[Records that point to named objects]
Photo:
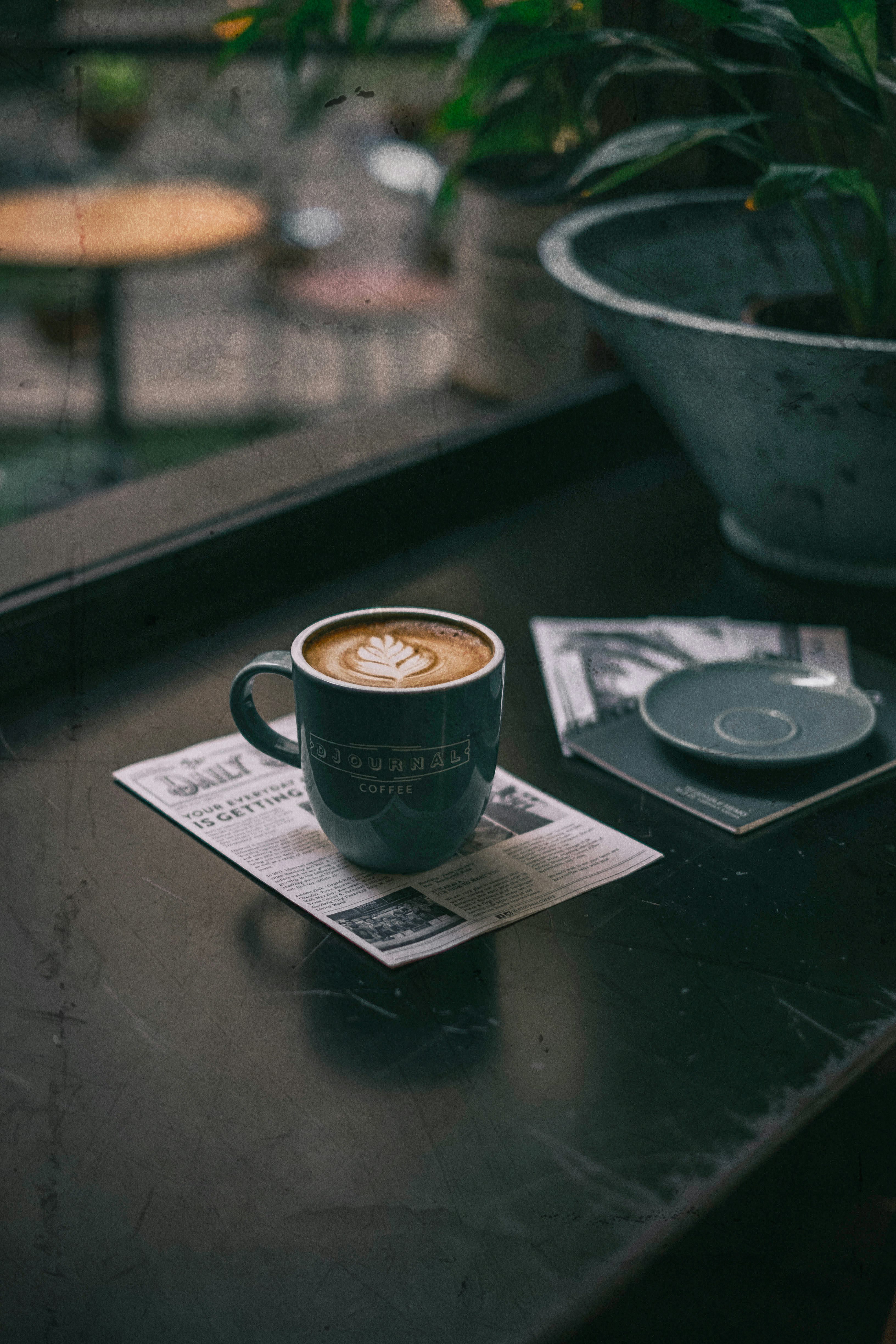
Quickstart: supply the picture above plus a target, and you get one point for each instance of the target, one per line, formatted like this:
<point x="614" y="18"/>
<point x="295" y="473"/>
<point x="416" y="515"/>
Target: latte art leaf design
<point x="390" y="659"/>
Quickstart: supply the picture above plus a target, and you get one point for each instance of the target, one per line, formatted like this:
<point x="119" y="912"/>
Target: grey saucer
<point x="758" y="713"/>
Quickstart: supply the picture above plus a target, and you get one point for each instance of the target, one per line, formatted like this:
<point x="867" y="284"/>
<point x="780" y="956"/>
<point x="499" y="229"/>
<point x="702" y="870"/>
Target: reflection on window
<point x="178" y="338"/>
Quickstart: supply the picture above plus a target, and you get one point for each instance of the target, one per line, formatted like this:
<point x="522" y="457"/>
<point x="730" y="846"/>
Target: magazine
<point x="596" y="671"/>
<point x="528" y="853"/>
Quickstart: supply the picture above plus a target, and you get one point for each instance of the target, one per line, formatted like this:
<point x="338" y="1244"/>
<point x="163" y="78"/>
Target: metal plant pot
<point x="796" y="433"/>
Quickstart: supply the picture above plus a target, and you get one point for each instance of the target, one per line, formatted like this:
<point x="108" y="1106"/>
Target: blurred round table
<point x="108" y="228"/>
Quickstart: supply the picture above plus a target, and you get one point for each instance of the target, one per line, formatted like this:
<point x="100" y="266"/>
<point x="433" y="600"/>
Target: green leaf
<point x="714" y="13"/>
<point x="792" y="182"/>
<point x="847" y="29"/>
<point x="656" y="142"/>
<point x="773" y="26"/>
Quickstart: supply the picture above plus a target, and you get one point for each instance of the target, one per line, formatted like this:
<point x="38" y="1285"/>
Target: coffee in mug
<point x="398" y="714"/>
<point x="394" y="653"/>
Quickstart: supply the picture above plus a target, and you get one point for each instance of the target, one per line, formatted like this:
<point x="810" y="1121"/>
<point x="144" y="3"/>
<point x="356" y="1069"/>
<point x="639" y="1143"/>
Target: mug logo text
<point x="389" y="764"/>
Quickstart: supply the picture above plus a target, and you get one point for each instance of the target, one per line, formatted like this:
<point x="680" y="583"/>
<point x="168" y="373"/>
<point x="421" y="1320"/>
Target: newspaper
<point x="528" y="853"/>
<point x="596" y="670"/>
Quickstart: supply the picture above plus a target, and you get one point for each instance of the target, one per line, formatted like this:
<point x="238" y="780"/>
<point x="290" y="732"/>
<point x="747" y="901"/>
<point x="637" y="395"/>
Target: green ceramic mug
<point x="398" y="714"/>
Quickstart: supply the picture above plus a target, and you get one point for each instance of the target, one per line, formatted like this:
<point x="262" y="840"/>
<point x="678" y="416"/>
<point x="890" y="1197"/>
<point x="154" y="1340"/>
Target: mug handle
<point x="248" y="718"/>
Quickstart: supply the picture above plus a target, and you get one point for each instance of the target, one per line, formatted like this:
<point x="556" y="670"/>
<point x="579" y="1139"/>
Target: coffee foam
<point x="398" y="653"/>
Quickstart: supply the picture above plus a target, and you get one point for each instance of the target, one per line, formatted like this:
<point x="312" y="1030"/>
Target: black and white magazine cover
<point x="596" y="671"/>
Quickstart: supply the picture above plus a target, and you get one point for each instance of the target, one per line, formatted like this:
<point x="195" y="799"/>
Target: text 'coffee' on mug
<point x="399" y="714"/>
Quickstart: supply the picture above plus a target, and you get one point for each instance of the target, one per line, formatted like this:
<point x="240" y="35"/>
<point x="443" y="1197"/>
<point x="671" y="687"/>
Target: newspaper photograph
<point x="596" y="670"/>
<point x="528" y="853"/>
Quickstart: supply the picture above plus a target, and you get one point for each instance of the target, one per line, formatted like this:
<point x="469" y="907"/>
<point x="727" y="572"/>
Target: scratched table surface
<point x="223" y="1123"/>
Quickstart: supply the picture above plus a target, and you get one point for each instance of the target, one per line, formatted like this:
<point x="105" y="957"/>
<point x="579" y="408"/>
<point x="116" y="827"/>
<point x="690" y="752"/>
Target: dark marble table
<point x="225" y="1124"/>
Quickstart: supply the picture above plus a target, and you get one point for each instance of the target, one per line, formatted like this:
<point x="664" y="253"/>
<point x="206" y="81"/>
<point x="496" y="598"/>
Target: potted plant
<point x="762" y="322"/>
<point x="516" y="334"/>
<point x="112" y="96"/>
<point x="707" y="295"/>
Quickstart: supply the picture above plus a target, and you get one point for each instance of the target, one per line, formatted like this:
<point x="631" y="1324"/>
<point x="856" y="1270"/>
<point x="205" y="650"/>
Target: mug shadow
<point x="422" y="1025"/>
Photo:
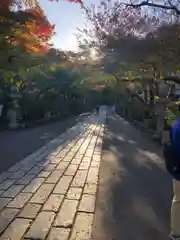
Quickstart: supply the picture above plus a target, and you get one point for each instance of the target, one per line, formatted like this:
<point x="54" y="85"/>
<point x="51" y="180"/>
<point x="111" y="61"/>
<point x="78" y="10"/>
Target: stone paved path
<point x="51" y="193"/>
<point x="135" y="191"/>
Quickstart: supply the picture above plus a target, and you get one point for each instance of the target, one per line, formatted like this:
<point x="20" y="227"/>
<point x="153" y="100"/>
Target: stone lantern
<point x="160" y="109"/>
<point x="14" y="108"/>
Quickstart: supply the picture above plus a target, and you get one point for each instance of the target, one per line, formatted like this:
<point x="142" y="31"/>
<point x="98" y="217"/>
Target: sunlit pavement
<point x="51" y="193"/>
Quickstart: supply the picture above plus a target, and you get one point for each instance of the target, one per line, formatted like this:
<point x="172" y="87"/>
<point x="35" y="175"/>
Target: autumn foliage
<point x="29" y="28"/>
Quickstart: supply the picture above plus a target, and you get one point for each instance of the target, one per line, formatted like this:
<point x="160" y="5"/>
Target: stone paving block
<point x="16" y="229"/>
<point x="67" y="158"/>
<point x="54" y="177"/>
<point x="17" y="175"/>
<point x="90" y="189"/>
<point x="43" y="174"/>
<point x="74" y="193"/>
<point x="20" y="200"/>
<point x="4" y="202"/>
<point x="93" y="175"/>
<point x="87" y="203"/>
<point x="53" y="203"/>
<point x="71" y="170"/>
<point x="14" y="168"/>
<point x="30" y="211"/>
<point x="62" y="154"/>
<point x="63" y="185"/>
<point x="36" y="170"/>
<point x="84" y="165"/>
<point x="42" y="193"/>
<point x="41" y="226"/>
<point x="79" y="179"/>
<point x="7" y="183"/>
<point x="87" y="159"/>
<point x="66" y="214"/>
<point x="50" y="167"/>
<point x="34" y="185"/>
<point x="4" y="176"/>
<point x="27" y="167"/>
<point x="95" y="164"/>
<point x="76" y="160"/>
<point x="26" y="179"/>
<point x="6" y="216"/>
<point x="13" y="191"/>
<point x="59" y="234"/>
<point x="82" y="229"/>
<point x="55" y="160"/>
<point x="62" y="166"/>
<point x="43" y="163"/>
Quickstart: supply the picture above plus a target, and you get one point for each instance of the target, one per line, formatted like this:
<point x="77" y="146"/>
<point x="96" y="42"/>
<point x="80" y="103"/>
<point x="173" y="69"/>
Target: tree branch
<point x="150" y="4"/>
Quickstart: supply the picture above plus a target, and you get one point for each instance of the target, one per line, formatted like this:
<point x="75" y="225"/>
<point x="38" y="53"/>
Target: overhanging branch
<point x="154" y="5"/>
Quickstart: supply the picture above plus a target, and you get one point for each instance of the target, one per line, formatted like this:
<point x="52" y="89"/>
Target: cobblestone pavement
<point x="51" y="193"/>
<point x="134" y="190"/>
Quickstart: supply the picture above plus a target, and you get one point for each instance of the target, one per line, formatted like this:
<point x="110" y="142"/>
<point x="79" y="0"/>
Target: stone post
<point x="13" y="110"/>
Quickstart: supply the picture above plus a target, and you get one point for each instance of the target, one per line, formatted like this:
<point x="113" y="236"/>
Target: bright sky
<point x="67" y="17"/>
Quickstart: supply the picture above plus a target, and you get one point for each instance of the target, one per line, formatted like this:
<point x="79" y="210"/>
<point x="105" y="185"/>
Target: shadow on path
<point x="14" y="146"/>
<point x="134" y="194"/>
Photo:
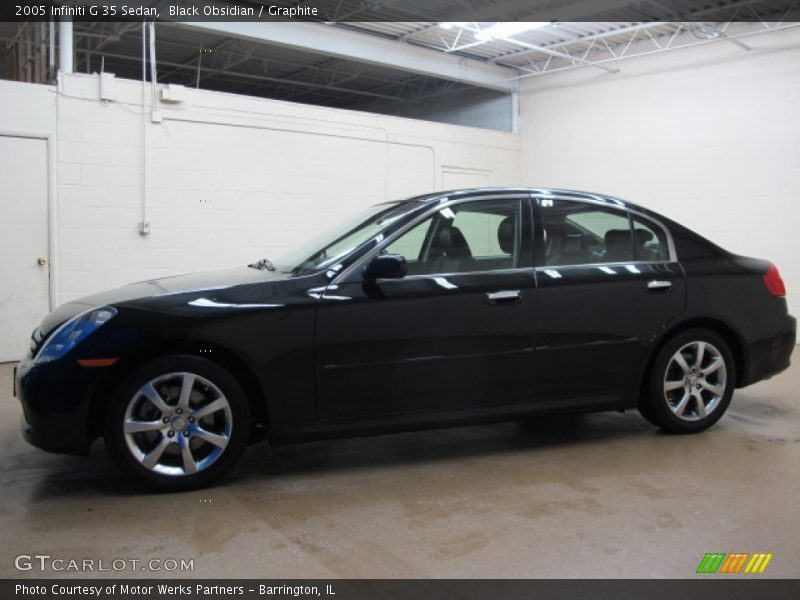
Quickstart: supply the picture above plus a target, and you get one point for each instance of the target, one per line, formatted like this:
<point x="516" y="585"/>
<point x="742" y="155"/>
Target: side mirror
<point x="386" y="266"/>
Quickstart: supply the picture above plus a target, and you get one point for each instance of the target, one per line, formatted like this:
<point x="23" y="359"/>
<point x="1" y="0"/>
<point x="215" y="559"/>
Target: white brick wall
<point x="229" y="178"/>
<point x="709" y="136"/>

** Stated exercise **
Count the lines of the records above that contain the string "table", and reply with only that number.

** Solution **
3